EXERCISE PROMPT
Below are the records. Retype exactly the lines between the lines holding "the rust stain on wall" and "Target: cab door handle", inclusive.

● ● ● ● ● ● ●

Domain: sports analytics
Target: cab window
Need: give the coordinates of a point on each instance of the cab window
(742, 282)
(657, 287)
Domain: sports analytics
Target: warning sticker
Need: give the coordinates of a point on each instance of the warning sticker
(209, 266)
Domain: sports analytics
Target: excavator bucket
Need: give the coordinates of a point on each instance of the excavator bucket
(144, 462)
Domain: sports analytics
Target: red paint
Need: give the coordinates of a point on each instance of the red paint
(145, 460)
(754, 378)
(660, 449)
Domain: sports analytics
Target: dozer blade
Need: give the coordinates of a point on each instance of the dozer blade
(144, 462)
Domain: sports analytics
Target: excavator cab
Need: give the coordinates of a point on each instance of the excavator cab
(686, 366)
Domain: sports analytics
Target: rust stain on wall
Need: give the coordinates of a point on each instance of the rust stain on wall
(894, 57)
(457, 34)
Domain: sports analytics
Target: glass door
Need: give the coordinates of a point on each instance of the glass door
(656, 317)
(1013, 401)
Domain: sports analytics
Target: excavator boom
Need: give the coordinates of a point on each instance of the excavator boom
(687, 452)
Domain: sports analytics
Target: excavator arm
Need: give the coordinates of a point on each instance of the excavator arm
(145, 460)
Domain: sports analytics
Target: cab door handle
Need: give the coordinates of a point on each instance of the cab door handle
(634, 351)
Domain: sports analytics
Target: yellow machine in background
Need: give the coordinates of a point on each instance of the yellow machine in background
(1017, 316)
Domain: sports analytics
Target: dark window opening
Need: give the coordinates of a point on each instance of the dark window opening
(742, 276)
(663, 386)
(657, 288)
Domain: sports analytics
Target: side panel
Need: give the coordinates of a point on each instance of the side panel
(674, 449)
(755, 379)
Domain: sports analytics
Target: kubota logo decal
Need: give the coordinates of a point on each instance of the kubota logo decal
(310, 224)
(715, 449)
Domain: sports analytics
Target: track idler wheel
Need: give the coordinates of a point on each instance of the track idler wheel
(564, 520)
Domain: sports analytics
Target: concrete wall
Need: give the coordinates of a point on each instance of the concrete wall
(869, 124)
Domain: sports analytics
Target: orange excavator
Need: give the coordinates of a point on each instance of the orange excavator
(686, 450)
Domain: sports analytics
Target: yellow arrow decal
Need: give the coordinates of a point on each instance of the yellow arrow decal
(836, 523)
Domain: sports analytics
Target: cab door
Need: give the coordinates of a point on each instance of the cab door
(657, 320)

● ● ● ● ● ● ●

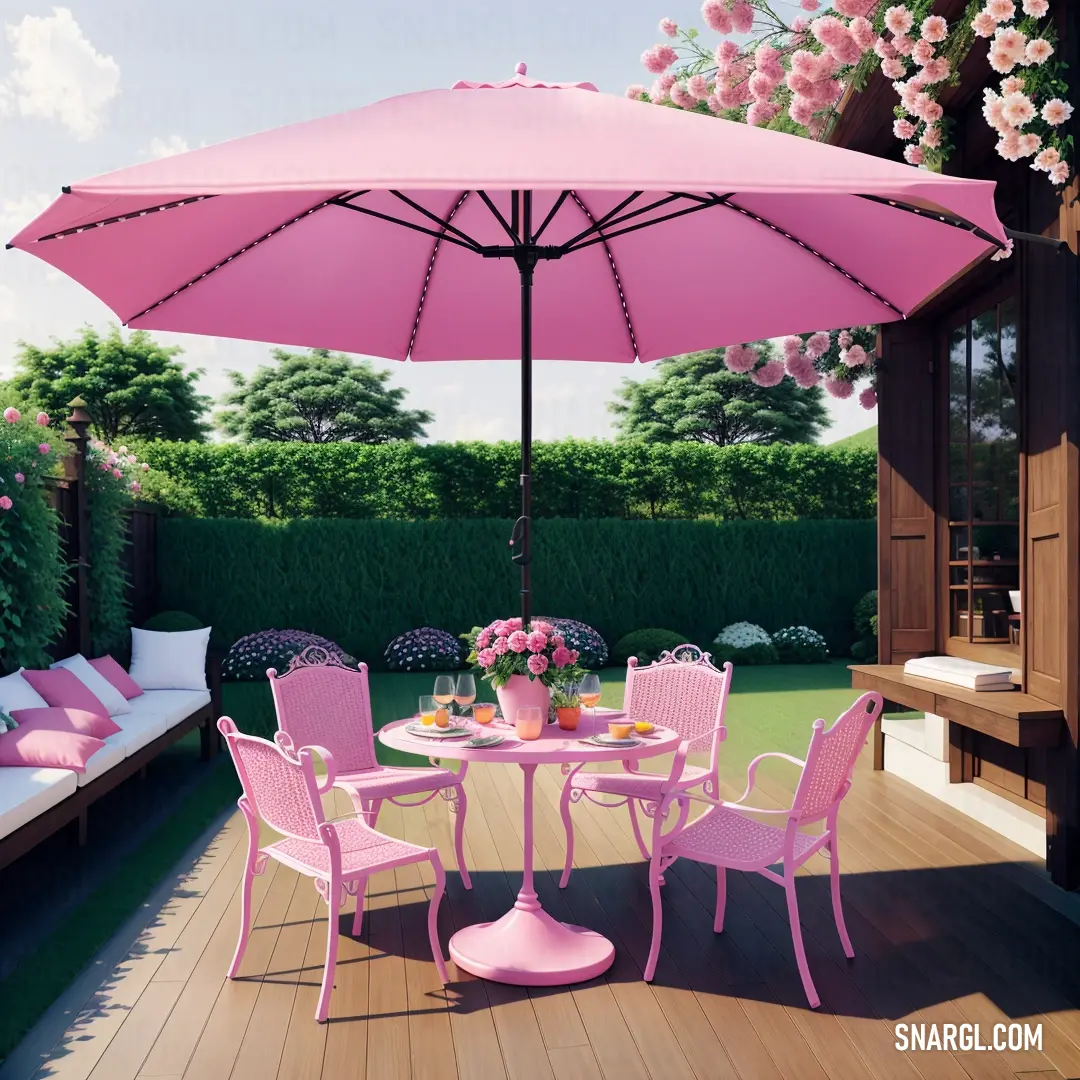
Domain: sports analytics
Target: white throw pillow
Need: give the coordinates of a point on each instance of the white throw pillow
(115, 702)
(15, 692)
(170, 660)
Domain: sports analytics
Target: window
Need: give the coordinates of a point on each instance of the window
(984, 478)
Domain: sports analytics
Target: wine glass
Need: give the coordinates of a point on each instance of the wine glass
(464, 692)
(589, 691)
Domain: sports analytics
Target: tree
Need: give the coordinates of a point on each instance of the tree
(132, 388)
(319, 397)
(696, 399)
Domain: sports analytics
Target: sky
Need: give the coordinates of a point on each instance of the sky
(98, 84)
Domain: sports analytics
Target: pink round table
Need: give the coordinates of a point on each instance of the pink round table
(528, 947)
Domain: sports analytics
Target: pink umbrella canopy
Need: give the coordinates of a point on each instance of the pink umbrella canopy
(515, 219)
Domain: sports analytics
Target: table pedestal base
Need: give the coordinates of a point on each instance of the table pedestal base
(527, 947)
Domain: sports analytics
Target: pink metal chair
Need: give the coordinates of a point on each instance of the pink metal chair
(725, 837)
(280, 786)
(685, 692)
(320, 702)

● ● ● ● ● ● ●

PROBLEM SOLUTION
Need: give the coordinates of a point on each instance of the rust stain on wall
(894, 57)
(457, 34)
Domain: sports analytics
Target: glass door
Need: give the coordinates of a point on each instance of the glass door
(656, 317)
(1013, 401)
Domain: sports analytics
Target: excavator boom
Need: give the coordinates of a point on each instance of the excavator boom
(687, 452)
Domain: sports analytics
Target: excavator arm
Need: give the coordinates of a point on each instance of the excavator arm
(145, 460)
Domain: sports analytics
Target: cab door handle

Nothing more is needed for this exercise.